What you will do:
a – According to the passage about Debbie Tabb, at what time did the school buses pull out each morning from the Hale County Board of Education?
b – Continue the passage about Debbie Tabb from the point where it stops.

Provided passage:
- - -

One of the survivors featured in the expanded exhibit of The Alabama Project recently passed away from complications of breast cancer. Debbie Tabb welcomed David, Lauren and me into her home last July 4 to celebrate with her family. The joy and love in the room was infectious, despite the realization among many that her health was rapidly declining.
Debbie was unstoppable. A breast cancer diagnosis, and metastasis to her ovaries, her bones, and her left eye did little to slow her down. Every morning, she continued to rise early to be in place at the Hale County Board of Education when the busses pulled out at 6:00 a.m. to make their rounds. For a while, she even drove a school bus. She refused to let cancer change how she went about her days.
Her journey encouraged her to educate other women, to empower them to care for themselves and to face their fears and talk about their experiences.
“I saw somebody I knew in the grocery store and she looked like she didn’t care what she looked like, no makeup on, her hair stuck up under a hat,” Debbie told me as we sat waiting for members of her family to arrive for the Fourth of July feast she was hosting. “I told her, ‘you need to take care of yourself and make yourself look like you’re still living.'”

- - -

Dataset entries
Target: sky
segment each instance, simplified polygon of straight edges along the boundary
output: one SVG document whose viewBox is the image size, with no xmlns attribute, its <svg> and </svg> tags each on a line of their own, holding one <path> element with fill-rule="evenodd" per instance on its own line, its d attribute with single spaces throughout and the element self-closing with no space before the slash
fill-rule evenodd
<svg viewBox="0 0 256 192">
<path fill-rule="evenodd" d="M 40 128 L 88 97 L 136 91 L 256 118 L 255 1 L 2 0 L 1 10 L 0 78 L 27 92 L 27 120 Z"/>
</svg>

- - -

Answers below:
a – The buses pulled out at 6:00 a.m.

b –
“Cancer is nothing to be ashamed of or embarrassed about,” Debbie continued. “Some people in the community think they’ve got to hide. That needs to stop if we’re going to change the mindset in Black communities.”
Debbie recognized that how she walked the walk, how she lived her life with cancer, was important. For her own need to feel alive. For her family to see that she was living the life she wanted to live, all the way to the end. For her neighbors, to witness the vitality and passion that can characterize a life affected by cancer.